### [Task goal]
Copy the records from their start through the line containing "[[376,25],[388,41],[410,45],[421,0],[375,0]]", requests included and pictures left out. Multiply every coordinate in the answers by 1.5 and round to whole numbers, with halves rounded up, but leave the numbers in the requests and their samples unchanged.

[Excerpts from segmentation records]
^^^^

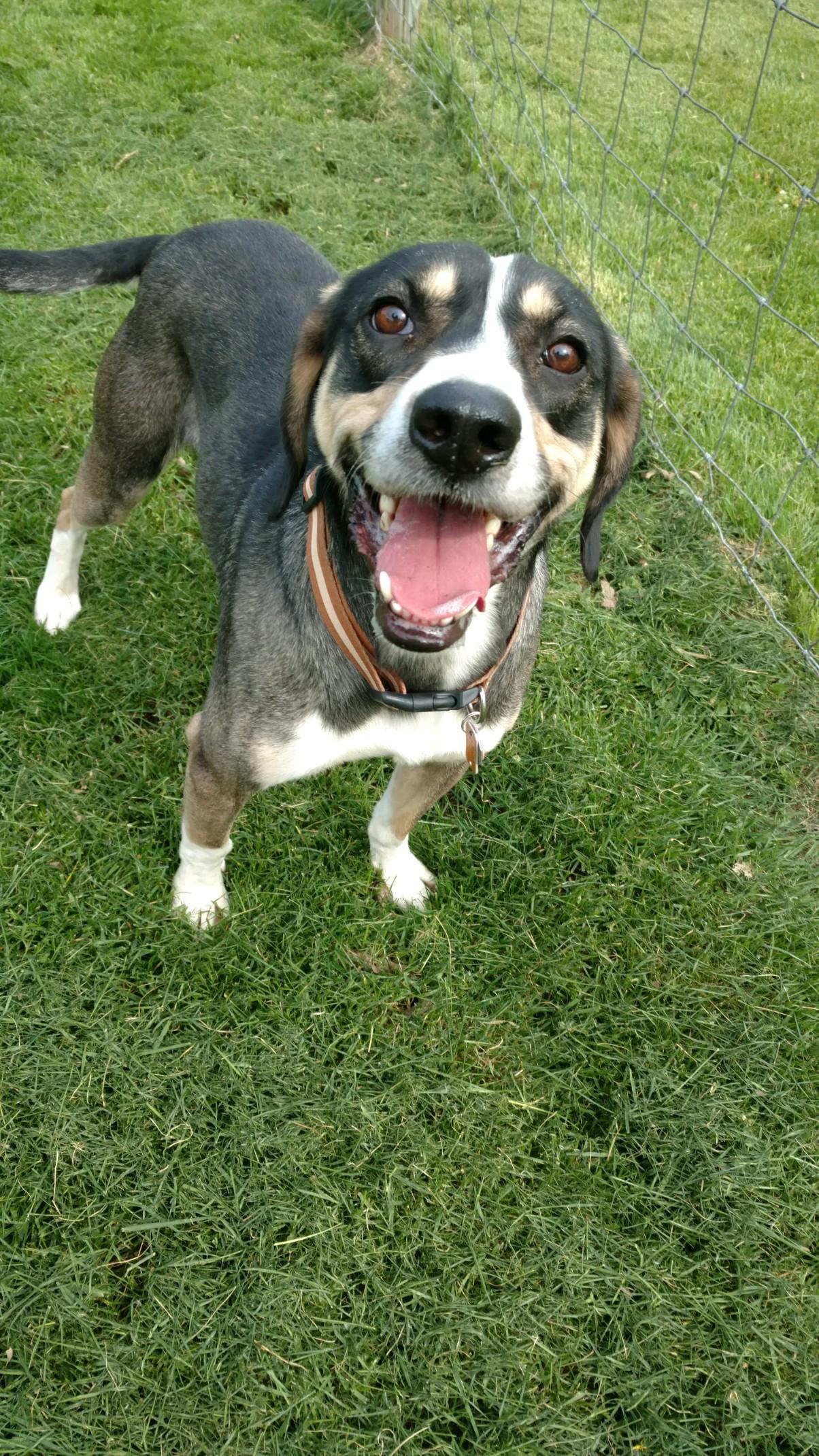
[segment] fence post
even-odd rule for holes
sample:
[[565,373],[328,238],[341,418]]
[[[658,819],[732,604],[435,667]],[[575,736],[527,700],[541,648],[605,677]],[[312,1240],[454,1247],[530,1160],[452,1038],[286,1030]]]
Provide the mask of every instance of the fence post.
[[376,25],[388,41],[410,45],[421,0],[375,0]]

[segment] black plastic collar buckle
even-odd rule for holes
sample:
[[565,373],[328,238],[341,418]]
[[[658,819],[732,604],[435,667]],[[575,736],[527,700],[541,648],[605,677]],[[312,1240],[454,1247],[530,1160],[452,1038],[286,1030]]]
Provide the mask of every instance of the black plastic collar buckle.
[[402,713],[449,713],[455,708],[469,708],[481,697],[479,687],[461,687],[439,693],[379,693],[367,689],[370,697],[383,708],[398,708]]

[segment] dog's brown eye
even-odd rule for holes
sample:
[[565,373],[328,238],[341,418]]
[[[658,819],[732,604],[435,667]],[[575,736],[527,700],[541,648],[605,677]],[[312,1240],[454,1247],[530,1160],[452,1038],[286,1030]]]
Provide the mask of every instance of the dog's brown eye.
[[558,374],[577,374],[577,370],[583,364],[579,351],[574,348],[574,344],[568,342],[568,339],[560,339],[558,344],[549,344],[548,349],[544,349],[542,358],[544,364],[546,364],[548,368],[557,368]]
[[411,333],[412,319],[399,303],[382,303],[372,317],[373,329],[377,333]]

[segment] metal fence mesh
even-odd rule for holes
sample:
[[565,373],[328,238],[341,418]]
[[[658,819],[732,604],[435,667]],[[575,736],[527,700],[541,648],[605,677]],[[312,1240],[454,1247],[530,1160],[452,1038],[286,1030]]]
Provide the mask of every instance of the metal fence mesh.
[[625,336],[657,469],[819,673],[810,3],[426,0],[383,44]]

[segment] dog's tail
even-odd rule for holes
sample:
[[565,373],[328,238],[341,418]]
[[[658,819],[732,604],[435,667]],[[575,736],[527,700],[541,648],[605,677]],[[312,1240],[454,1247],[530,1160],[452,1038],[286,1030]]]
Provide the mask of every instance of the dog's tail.
[[127,237],[121,243],[90,248],[61,248],[54,253],[29,253],[0,248],[0,293],[76,293],[111,282],[138,278],[165,233]]

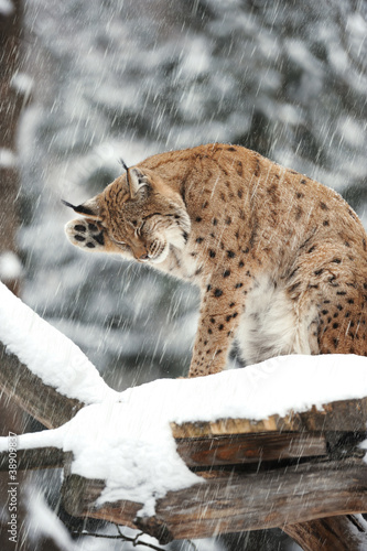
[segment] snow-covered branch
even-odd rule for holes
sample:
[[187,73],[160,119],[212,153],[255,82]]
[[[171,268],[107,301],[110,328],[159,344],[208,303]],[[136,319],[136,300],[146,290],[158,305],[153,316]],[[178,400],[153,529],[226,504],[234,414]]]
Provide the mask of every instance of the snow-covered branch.
[[0,283],[0,388],[47,428],[115,396],[67,337]]
[[[63,464],[71,515],[166,542],[367,511],[364,357],[287,356],[119,393],[3,285],[0,339],[1,387],[54,428],[18,436],[19,466]],[[0,467],[7,450],[2,437]]]

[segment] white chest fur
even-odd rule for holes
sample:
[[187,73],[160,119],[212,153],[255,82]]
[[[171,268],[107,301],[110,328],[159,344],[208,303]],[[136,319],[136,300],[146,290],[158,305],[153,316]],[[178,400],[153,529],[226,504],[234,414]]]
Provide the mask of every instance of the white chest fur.
[[315,316],[315,306],[300,310],[283,288],[262,276],[246,298],[237,329],[242,359],[253,364],[285,354],[316,354],[309,336]]

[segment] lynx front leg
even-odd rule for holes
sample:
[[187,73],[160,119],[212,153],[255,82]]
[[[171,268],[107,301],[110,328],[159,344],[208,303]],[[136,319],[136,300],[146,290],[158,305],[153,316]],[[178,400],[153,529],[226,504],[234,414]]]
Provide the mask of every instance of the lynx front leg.
[[213,278],[204,293],[188,377],[216,374],[226,366],[250,285],[248,278],[227,277],[228,272],[224,269]]
[[90,251],[106,251],[106,241],[109,241],[101,226],[87,218],[68,222],[65,233],[73,245]]

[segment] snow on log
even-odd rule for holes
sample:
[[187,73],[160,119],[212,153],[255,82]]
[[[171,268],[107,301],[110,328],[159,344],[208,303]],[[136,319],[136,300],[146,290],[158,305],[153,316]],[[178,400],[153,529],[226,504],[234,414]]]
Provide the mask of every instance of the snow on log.
[[[305,521],[311,530],[315,519],[367,511],[364,357],[284,356],[119,393],[2,284],[0,339],[7,392],[26,406],[24,380],[33,377],[31,401],[39,386],[39,401],[48,389],[56,410],[68,404],[64,424],[58,417],[53,430],[18,436],[17,450],[28,468],[64,464],[72,515],[165,542]],[[2,437],[0,468],[7,450]]]
[[[83,403],[115,397],[95,366],[0,282],[0,341],[44,385]],[[3,365],[3,361],[2,361]],[[14,369],[13,379],[18,372]]]

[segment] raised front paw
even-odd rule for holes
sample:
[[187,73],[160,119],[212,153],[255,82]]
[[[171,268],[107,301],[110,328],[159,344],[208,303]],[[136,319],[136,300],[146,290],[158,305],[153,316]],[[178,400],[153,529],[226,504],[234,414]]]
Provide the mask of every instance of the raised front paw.
[[98,223],[86,218],[71,220],[65,226],[65,233],[72,244],[82,249],[100,251],[105,248],[104,229]]

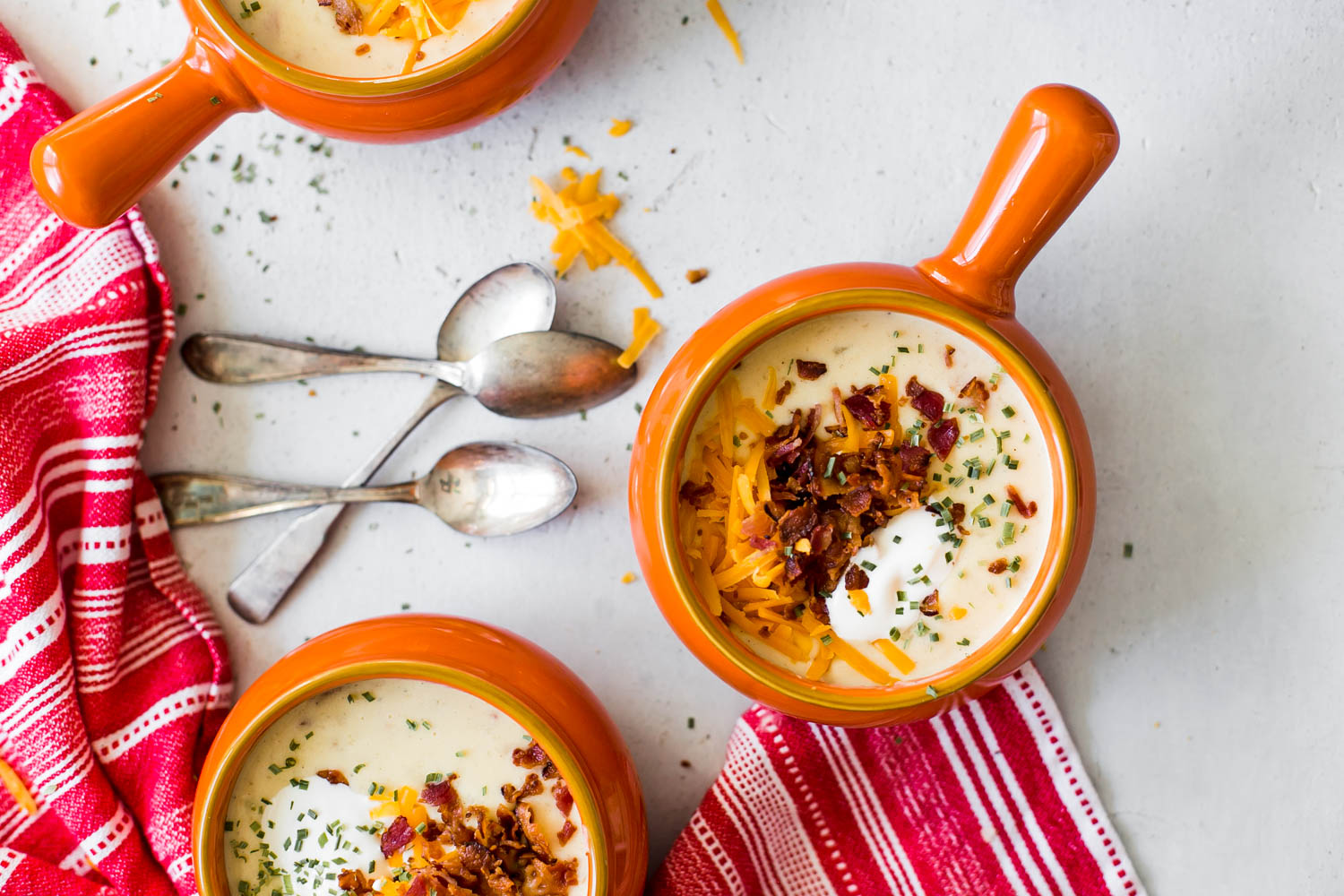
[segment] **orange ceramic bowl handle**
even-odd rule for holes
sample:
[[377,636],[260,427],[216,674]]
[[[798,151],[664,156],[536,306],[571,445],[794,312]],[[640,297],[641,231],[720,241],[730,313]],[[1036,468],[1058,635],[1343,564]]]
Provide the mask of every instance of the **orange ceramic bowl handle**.
[[32,180],[71,224],[106,227],[224,118],[255,107],[223,55],[192,36],[171,66],[43,136]]
[[917,267],[980,313],[1012,314],[1017,277],[1118,148],[1116,121],[1095,97],[1036,87],[1013,110],[948,249]]

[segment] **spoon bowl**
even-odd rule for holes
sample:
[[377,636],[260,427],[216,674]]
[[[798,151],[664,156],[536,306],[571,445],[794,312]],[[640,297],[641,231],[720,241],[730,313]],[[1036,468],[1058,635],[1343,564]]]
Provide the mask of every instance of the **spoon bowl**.
[[473,442],[422,480],[421,506],[465,535],[526,532],[555,519],[578,493],[569,466],[526,445]]
[[419,480],[396,485],[323,488],[208,473],[164,473],[153,482],[171,527],[324,504],[398,501],[418,504],[458,532],[481,537],[536,528],[559,516],[578,493],[574,473],[563,461],[508,442],[458,446]]

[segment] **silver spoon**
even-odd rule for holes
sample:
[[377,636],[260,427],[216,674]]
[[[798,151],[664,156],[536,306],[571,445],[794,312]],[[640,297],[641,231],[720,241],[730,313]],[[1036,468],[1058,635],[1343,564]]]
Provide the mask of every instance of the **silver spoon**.
[[402,501],[431,510],[465,535],[515,535],[554,520],[574,501],[574,473],[526,445],[472,442],[453,449],[419,480],[396,485],[321,488],[241,476],[155,477],[168,525],[227,523],[340,501]]
[[469,361],[366,355],[302,343],[198,333],[187,364],[215,383],[276,383],[333,373],[421,373],[437,377],[504,416],[558,416],[601,404],[630,387],[634,367],[621,347],[582,333],[540,330],[495,340]]
[[[503,336],[550,329],[554,318],[555,281],[535,265],[505,265],[476,281],[448,312],[438,328],[438,356],[445,361],[473,357]],[[372,478],[434,408],[458,395],[462,390],[437,380],[410,419],[343,485],[362,485]],[[317,556],[328,529],[344,509],[344,504],[328,504],[296,517],[228,586],[228,606],[234,613],[254,623],[269,619]]]

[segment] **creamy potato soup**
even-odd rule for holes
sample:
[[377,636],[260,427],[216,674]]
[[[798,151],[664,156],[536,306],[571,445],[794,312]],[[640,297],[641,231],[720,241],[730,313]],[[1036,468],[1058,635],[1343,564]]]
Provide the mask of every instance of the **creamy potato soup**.
[[403,678],[270,725],[228,799],[224,854],[239,896],[587,892],[587,834],[540,744],[478,697]]
[[938,673],[1003,629],[1050,539],[1046,438],[993,357],[921,317],[824,314],[724,377],[684,458],[696,590],[810,680]]
[[231,0],[253,40],[337,78],[410,74],[484,38],[517,0]]

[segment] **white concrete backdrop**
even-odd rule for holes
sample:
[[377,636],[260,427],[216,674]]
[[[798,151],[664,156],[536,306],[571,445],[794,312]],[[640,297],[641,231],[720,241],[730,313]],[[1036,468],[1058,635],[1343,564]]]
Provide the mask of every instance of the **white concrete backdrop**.
[[[183,39],[176,5],[113,5],[0,0],[0,21],[78,107]],[[423,472],[461,441],[527,441],[582,484],[577,509],[543,531],[484,543],[415,509],[358,508],[261,627],[223,594],[285,521],[181,533],[241,684],[308,635],[403,604],[508,626],[585,676],[616,717],[656,862],[745,701],[687,654],[642,584],[620,583],[636,568],[624,506],[636,402],[676,345],[750,286],[941,249],[1016,99],[1064,81],[1110,106],[1122,146],[1020,287],[1023,320],[1085,408],[1101,482],[1087,575],[1040,668],[1152,892],[1341,892],[1336,4],[726,8],[746,66],[699,0],[607,0],[555,78],[470,133],[328,154],[278,118],[246,116],[196,152],[176,189],[146,197],[183,332],[430,353],[462,285],[509,259],[547,259],[527,176],[575,163],[562,153],[570,136],[628,201],[614,228],[668,292],[655,306],[667,333],[629,395],[586,420],[528,423],[460,402],[382,477]],[[613,140],[612,117],[636,126]],[[254,179],[235,181],[239,156]],[[689,286],[683,271],[702,266],[710,278]],[[645,301],[614,267],[571,275],[560,300],[560,325],[616,341]],[[175,355],[145,465],[336,482],[427,388],[399,376],[312,386],[208,386]]]

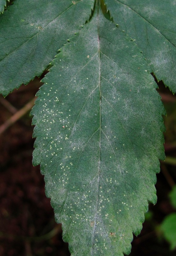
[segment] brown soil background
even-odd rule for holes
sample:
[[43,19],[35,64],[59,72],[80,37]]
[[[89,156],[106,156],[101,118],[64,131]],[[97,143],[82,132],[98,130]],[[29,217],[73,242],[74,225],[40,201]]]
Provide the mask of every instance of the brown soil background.
[[[6,99],[20,109],[34,98],[40,80],[15,90]],[[176,98],[160,83],[167,111],[166,154],[176,157]],[[0,125],[12,116],[1,100]],[[67,256],[68,245],[62,240],[61,226],[55,223],[50,200],[45,195],[39,167],[32,164],[31,121],[28,112],[0,135],[0,256]],[[159,228],[165,217],[174,211],[168,195],[176,182],[176,166],[162,163],[161,167],[156,185],[158,202],[150,205],[151,217],[134,237],[130,256],[176,256]]]

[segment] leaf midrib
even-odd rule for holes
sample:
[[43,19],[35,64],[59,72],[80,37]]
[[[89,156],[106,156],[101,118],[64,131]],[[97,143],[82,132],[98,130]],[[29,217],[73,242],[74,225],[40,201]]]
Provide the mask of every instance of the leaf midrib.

^^^^

### [Solution to this exercise]
[segment] fence post
even-odd rule for holes
sample:
[[565,373],[328,238],[341,418]]
[[[658,819],[732,604],[435,667]],[[575,736],[527,700],[541,648],[605,677]],[[312,1240],[454,1247],[530,1160],[452,1038],[286,1030]]]
Provide the mask of every instance of the fence post.
[[564,38],[582,62],[615,68],[632,0],[563,0]]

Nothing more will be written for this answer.